··· Data in this exercise ···
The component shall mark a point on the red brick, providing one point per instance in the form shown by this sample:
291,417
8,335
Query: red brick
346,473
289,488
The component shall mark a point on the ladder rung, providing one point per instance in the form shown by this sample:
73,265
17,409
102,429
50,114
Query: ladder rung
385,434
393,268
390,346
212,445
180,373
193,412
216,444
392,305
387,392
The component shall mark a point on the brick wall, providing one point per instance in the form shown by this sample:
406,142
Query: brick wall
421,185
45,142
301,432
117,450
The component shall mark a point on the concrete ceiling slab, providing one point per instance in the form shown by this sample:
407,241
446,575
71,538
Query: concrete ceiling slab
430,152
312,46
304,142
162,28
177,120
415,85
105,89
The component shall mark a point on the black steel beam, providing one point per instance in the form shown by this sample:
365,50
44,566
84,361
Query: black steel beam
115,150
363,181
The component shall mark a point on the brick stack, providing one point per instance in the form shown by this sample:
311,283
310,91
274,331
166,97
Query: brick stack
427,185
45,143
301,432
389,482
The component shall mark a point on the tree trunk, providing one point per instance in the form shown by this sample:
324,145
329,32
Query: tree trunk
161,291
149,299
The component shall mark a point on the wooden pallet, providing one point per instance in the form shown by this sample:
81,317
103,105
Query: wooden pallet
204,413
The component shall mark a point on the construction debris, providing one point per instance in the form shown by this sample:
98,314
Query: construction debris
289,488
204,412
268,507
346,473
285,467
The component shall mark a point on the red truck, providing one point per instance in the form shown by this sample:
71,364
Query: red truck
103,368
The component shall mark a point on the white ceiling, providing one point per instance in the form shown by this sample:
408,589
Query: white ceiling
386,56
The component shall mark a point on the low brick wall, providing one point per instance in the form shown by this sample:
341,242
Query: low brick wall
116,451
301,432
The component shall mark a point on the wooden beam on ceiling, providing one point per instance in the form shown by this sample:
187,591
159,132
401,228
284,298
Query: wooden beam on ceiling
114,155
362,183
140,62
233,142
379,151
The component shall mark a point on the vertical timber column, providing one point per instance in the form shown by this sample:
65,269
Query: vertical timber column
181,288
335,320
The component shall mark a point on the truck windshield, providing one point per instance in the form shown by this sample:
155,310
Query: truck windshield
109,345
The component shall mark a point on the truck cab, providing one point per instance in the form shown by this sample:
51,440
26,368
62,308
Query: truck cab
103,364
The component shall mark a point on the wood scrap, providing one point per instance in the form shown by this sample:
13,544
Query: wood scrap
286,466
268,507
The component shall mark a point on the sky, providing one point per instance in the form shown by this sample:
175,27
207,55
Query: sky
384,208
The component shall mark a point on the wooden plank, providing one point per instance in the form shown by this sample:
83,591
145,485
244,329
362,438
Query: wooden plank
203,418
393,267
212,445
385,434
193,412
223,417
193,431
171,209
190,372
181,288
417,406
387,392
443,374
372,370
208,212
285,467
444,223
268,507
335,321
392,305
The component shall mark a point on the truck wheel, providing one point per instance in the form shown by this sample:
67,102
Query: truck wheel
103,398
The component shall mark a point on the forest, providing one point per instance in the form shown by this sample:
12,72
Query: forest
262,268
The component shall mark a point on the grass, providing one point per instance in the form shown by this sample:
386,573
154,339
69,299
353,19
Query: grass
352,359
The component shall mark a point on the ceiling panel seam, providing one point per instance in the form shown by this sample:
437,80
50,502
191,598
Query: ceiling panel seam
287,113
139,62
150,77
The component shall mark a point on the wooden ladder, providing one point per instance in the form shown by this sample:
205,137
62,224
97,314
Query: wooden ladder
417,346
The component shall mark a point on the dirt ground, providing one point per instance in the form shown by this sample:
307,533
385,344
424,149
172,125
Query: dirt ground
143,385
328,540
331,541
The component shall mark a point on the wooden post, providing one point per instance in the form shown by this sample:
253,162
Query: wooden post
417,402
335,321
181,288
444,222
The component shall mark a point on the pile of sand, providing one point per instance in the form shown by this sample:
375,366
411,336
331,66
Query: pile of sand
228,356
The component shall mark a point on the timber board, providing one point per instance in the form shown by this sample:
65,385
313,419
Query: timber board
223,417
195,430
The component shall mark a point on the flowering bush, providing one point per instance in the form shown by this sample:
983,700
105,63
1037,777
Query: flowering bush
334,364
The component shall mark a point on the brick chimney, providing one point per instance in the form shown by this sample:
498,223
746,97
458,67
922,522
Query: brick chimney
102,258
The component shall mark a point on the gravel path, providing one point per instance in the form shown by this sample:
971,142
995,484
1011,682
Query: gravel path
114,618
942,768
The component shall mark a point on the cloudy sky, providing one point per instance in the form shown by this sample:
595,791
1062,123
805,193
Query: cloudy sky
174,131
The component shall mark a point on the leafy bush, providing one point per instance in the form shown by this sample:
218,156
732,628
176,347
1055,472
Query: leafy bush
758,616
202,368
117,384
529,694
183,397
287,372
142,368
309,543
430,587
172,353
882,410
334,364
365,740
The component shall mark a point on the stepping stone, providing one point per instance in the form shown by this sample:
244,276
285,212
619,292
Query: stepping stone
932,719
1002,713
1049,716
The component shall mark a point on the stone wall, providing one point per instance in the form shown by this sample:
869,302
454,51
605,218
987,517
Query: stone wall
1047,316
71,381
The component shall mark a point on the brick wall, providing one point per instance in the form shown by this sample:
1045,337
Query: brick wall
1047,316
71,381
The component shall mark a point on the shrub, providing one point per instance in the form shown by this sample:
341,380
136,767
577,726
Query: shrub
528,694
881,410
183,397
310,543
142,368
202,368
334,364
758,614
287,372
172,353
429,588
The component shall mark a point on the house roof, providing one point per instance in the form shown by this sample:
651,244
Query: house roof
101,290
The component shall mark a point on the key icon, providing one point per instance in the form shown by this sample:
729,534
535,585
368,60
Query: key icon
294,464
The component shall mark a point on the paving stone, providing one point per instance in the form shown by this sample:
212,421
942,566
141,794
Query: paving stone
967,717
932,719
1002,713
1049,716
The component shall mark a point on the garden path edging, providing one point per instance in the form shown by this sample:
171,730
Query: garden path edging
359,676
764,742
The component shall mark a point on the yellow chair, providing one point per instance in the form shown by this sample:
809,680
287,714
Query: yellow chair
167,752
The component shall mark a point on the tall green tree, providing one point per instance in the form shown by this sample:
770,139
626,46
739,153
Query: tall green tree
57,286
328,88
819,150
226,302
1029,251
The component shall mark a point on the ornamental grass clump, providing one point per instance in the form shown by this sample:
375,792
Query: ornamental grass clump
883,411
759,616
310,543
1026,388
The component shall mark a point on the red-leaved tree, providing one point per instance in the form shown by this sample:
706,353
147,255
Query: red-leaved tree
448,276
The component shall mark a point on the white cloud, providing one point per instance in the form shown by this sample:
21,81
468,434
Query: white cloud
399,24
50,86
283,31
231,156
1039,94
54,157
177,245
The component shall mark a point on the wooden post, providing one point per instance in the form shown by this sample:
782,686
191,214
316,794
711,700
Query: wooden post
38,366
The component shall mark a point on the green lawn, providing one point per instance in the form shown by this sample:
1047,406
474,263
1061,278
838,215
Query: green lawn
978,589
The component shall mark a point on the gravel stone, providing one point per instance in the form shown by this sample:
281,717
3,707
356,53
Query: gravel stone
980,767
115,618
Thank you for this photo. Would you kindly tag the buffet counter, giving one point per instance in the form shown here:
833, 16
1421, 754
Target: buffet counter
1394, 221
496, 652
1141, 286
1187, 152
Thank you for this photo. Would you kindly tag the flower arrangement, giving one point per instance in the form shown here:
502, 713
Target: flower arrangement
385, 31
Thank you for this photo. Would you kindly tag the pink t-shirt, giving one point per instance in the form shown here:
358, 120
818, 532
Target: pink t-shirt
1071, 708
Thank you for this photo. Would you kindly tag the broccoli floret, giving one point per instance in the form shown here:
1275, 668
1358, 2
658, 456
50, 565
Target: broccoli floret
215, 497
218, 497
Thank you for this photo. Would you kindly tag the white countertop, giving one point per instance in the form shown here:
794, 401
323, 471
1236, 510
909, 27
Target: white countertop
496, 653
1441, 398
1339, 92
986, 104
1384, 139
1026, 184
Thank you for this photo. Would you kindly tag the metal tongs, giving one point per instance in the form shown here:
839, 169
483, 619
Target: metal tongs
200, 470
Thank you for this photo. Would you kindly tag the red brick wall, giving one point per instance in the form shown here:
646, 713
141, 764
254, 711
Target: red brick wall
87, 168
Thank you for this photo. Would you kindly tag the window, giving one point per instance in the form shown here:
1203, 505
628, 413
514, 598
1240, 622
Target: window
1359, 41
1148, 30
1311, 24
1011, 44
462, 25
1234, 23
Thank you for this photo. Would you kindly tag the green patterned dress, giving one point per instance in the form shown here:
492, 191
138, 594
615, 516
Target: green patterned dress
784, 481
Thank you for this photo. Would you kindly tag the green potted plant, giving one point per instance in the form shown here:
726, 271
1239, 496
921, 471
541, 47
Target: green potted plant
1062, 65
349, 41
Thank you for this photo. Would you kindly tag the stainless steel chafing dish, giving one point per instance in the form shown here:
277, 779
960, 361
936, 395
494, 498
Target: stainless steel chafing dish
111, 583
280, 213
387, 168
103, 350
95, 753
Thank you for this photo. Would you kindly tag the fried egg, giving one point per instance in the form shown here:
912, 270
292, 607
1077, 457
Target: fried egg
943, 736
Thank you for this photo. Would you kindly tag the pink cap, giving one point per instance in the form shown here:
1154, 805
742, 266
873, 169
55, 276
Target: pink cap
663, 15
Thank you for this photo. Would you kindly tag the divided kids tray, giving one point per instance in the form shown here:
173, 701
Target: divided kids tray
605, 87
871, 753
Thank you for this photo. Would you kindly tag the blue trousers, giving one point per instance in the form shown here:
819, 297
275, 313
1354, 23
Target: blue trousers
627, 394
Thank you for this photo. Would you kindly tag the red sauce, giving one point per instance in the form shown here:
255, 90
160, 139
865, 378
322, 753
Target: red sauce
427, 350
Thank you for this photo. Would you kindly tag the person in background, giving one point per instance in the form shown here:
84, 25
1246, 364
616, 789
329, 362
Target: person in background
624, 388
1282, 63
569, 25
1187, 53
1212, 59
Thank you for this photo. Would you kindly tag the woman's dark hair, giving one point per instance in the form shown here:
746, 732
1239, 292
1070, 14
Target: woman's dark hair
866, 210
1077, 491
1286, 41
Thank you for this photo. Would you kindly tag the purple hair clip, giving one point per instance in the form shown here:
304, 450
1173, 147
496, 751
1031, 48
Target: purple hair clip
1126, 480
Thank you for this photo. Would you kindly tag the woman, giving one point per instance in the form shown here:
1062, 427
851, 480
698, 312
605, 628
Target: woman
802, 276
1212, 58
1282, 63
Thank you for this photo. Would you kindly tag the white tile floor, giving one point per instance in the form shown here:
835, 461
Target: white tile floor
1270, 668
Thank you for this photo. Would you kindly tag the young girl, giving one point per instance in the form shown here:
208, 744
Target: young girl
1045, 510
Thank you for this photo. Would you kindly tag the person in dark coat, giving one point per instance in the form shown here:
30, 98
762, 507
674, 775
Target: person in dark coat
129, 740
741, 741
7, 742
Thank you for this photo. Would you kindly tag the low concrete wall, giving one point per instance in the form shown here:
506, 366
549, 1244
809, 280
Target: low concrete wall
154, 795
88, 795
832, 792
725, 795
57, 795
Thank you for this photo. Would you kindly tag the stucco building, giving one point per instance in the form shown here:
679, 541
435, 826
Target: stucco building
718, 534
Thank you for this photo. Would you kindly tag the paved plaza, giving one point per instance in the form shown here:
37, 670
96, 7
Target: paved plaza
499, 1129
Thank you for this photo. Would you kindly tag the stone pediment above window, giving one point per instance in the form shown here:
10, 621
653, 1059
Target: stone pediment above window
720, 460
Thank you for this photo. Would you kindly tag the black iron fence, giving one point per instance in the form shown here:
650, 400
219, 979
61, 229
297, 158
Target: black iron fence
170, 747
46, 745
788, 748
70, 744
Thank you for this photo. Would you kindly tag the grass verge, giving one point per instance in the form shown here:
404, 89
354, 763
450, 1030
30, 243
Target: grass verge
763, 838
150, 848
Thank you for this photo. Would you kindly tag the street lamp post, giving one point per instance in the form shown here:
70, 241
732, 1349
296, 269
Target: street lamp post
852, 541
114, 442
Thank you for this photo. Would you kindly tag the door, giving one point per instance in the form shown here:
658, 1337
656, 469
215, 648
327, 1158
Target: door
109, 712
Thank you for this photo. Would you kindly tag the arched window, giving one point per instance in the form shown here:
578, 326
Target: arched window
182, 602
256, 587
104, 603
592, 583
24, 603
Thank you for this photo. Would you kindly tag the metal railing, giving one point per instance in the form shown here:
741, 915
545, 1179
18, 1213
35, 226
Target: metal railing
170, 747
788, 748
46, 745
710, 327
···
- The problem
Every line from the one containing "Thank you for this photo. Would you kindly tag the stucco" through the end of the data must be repeated exactly, and no other line.

- Response
Thank you for this photo. Would you kindly tag the stucco building, giving one point per instance in the form shown here:
679, 541
435, 826
Target: stucco building
718, 534
Thank you for this photo. Would you kindly tag the paved plaza, giving one point per instance in the form shown here:
37, 670
96, 7
Target: paved plaza
499, 1129
Thank you for this photo. Would you kindly tag the stone pediment above window, giving one point per instance in the form shown here:
10, 621
653, 1059
Target: stone pediment above window
720, 460
Thank you for this photo. Would you kindly tag the black iron fence, giving one point per instance in the form shown here:
650, 400
219, 979
61, 229
297, 158
Target: black iron fence
170, 747
46, 745
788, 748
70, 744
Thank you for this photo. Would you kindly tag the grass verge, giving one point per instance in the form shown here:
404, 89
354, 763
450, 1030
30, 243
Target: grass verge
763, 838
150, 848
Thank you for this photo. Would you kindly tag the street lamp post, giving one point per instance in the form shown here:
70, 241
732, 1349
296, 269
Target: street lamp post
852, 541
114, 442
Thank you for this photo. Would you kindly tag the door, giving one point per instance in the form shown here:
658, 1337
656, 469
215, 648
327, 1158
Target: door
109, 712
Thank you for this photo. Would you kindly tag the arched window, giving one point per instance in the form shown here:
578, 326
Target: arched window
182, 602
256, 587
104, 603
592, 583
24, 603
Thank you for this photo. Would you kindly tag the metal railing, giving one point per instance in the form shown here:
741, 915
545, 1179
18, 1213
35, 226
Target: metal railing
170, 747
788, 748
46, 745
710, 327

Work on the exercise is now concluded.